Content starts
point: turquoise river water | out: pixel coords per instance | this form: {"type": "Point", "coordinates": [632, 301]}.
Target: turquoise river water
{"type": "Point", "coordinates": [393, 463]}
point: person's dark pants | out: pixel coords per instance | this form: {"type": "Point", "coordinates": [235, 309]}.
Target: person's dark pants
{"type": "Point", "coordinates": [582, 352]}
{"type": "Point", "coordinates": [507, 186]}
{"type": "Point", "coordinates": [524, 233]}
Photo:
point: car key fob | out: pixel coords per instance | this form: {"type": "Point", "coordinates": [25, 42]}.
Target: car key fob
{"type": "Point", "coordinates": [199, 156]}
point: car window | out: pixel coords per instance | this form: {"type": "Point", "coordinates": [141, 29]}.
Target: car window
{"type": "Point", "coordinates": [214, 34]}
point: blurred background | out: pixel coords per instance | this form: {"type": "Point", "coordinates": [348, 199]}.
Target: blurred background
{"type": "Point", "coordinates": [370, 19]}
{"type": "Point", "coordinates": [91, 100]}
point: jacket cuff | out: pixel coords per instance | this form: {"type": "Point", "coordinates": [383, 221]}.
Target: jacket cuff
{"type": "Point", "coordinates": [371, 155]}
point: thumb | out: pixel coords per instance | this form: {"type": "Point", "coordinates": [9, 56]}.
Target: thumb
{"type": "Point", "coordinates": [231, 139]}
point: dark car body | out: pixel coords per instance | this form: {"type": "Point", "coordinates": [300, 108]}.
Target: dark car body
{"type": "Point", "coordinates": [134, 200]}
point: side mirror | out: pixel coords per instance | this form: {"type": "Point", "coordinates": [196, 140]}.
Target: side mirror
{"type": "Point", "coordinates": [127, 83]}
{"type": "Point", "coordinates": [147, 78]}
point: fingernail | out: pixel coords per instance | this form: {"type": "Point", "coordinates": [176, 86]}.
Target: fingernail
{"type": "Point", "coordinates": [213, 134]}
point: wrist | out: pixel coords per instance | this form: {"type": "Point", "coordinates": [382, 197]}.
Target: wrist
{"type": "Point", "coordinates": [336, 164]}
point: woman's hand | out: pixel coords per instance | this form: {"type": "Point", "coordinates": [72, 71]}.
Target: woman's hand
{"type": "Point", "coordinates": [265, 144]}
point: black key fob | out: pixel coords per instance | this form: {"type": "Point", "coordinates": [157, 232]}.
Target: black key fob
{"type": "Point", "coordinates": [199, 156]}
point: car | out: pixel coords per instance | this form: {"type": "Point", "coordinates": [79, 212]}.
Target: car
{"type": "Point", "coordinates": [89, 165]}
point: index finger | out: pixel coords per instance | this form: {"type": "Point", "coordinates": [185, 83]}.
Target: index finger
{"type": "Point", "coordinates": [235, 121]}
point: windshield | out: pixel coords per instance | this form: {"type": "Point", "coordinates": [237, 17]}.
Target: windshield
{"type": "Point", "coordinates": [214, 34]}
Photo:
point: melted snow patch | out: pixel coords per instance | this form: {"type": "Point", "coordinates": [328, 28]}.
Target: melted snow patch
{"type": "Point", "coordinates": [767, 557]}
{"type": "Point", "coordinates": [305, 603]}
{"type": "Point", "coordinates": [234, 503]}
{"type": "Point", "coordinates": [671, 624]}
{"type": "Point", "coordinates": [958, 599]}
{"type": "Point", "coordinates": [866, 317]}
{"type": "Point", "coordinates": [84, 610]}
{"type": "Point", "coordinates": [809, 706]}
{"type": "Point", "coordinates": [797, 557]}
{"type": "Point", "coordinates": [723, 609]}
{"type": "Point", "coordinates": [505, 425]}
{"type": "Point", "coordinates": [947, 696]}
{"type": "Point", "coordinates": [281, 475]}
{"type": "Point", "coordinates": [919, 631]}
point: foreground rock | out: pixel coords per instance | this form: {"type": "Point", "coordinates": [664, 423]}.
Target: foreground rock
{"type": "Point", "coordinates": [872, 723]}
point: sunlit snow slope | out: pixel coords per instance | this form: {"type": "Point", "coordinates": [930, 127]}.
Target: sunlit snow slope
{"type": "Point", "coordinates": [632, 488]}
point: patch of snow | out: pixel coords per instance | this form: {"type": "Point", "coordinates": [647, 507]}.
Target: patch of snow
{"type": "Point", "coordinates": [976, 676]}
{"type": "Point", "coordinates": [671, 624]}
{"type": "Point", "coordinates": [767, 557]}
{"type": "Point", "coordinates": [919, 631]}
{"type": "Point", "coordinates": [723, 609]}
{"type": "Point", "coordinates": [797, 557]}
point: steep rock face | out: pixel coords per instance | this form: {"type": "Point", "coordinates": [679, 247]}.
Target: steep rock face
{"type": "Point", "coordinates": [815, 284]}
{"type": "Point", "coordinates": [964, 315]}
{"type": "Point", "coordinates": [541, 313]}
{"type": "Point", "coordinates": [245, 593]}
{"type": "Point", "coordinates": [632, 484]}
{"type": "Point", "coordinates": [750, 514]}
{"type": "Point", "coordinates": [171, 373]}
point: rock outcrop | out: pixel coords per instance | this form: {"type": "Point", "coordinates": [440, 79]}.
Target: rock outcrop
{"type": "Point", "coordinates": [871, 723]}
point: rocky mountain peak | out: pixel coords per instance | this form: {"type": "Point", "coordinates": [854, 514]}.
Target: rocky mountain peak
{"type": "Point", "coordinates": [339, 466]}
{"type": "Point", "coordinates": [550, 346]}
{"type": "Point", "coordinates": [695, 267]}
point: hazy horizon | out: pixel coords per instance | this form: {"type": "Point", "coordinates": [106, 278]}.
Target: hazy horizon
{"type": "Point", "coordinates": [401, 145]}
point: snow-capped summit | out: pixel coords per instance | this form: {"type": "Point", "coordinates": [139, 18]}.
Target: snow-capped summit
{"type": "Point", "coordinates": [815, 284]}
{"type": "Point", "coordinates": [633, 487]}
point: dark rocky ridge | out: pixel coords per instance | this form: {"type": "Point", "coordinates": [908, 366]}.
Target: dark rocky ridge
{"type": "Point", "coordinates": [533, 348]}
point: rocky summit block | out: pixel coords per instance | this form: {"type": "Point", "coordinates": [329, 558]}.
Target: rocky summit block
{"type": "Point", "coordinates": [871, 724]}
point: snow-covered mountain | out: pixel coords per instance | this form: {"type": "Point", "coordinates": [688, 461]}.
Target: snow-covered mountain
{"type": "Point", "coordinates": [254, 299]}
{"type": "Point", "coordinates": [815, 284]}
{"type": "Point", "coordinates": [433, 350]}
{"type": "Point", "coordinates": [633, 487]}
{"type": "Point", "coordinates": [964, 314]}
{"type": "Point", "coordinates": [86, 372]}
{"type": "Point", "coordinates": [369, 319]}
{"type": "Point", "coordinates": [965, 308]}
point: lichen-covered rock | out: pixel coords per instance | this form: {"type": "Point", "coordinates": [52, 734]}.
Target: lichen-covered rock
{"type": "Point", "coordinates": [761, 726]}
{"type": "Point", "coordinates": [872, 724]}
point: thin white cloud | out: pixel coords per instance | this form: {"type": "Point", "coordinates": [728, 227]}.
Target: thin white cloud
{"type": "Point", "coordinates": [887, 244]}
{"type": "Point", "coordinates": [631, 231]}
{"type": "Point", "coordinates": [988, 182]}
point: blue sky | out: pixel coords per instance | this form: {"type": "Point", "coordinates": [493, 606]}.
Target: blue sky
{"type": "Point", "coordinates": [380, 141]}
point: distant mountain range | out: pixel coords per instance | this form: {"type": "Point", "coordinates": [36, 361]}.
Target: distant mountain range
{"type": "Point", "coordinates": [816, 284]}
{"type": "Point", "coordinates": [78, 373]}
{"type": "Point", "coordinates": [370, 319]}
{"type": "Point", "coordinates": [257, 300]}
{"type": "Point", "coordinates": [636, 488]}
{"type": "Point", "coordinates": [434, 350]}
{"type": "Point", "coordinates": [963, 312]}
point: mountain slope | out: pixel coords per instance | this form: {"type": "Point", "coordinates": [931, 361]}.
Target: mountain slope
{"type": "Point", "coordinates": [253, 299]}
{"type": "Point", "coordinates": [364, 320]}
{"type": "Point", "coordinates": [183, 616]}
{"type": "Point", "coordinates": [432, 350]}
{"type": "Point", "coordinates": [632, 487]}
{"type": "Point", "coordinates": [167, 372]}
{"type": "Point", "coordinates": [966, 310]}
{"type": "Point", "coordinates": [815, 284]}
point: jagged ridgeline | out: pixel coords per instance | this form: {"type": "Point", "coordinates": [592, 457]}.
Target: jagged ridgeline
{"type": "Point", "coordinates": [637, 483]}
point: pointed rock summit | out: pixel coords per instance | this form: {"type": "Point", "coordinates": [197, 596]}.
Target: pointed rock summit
Content ends
▸ **What you are asked to do**: Of the lines in the data, report each one containing the string "pointed".

▸ **Finished exercise**:
point: pointed rock summit | out: pixel coords per instance | this form: {"type": "Point", "coordinates": [197, 596]}.
Target: pointed rock summit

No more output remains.